[Requirements]: Arrange every line of the listing below as a JSON array of strings, with one string per line and any blank lines omitted.

[Material to process]:
-*-*-
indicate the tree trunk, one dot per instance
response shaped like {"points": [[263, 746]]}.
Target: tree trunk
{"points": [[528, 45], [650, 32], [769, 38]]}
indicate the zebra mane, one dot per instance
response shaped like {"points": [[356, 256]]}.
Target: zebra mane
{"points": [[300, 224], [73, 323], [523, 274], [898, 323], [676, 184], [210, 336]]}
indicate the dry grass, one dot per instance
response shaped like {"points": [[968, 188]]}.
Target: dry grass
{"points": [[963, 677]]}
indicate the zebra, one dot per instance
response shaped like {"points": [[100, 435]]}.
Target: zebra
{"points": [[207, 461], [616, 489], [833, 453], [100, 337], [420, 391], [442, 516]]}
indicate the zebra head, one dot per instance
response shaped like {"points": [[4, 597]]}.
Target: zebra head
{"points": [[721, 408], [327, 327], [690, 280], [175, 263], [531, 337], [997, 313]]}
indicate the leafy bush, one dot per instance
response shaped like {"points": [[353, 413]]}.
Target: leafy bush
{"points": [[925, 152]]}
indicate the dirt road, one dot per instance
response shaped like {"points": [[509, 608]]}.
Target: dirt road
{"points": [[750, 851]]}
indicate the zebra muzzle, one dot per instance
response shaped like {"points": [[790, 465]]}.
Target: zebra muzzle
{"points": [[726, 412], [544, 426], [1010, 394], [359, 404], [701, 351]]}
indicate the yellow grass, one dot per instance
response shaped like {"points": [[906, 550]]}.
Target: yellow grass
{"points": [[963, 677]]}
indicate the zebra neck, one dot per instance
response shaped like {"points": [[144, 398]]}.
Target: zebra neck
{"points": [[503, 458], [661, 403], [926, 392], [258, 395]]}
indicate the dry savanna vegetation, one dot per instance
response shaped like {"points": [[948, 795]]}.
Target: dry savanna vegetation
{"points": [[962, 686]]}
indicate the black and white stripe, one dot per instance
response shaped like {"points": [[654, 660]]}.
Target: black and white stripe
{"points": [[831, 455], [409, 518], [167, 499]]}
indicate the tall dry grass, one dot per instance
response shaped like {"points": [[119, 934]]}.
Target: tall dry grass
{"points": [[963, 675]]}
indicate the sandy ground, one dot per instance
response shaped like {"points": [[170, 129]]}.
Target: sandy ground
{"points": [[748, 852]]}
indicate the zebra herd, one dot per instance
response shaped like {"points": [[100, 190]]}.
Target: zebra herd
-*-*-
[Solution to this exercise]:
[
  "indicate the tree trunk, one dot per instance",
  "response shaped like {\"points\": [[263, 746]]}.",
  "Target: tree trunk",
  "{\"points\": [[528, 45], [650, 32], [769, 38]]}",
  "indicate the zebra mane, one dot per instance",
  "response shaped like {\"points\": [[356, 256]]}.",
  "Target: zebra mane",
  "{\"points\": [[300, 224], [73, 323], [523, 274], [898, 323], [676, 184], [210, 336]]}",
  "indicate the dry grass, one dot per instance",
  "response shaped like {\"points\": [[968, 188]]}.",
  "Target: dry grass",
  "{\"points\": [[963, 677]]}",
  "indicate the zebra, one dot per instance",
  "response shaped like {\"points\": [[100, 435]]}.",
  "Target: zebra",
  "{\"points\": [[207, 461], [616, 489], [833, 453], [100, 337], [420, 391], [442, 516]]}",
  "indicate the zebra head, one dot per instance",
  "response shaped like {\"points\": [[4, 597]]}.",
  "Target: zebra head",
  "{\"points\": [[721, 408], [327, 327], [690, 280], [175, 263], [531, 337], [997, 313]]}",
  "indicate the leafy bush, one dot per instance",
  "response shaped like {\"points\": [[353, 413]]}.",
  "Target: leafy bush",
  "{\"points\": [[925, 152]]}",
  "indicate the dirt road, one dot per instance",
  "response shaped like {\"points\": [[509, 608]]}.",
  "Target: dirt road",
  "{\"points\": [[750, 851]]}",
  "indicate the zebra muzzle, one dot per instance",
  "response shaped like {\"points\": [[790, 465]]}.",
  "Target: zebra muzzle",
  "{\"points\": [[726, 412], [544, 426], [1010, 394], [359, 404], [701, 351]]}",
  "indicate the yellow grass, one dot per instance",
  "response shaped like {\"points\": [[906, 550]]}.",
  "Target: yellow grass",
  "{\"points\": [[963, 677]]}",
  "indicate the zebra neck, one dot per instance",
  "response shaped like {\"points\": [[144, 398]]}.",
  "Target: zebra neck",
  "{\"points\": [[503, 458], [661, 403], [926, 392], [258, 395]]}",
  "indicate the dry savanna vegetation, one dot per instance",
  "response shaped like {\"points\": [[948, 795]]}.",
  "Target: dry savanna vegetation",
  "{\"points\": [[962, 686]]}",
  "indicate the black and white stripe, one dot per instance",
  "response shaped like {\"points\": [[654, 660]]}.",
  "Target: black and white stripe",
  "{\"points\": [[831, 455], [409, 518], [167, 499]]}",
  "indicate the tall dry grass, one dot per instance",
  "response shaped like {\"points\": [[119, 934]]}.",
  "Target: tall dry grass",
  "{\"points\": [[963, 675]]}",
  "indicate the sandy ground, one dot per instance",
  "response shaped like {\"points\": [[170, 129]]}.",
  "Target: sandy ground",
  "{\"points\": [[748, 852]]}",
  "indicate the zebra herd, one dot per instance",
  "response shaped like {\"points\": [[100, 190]]}.",
  "Target: zebra herd"
]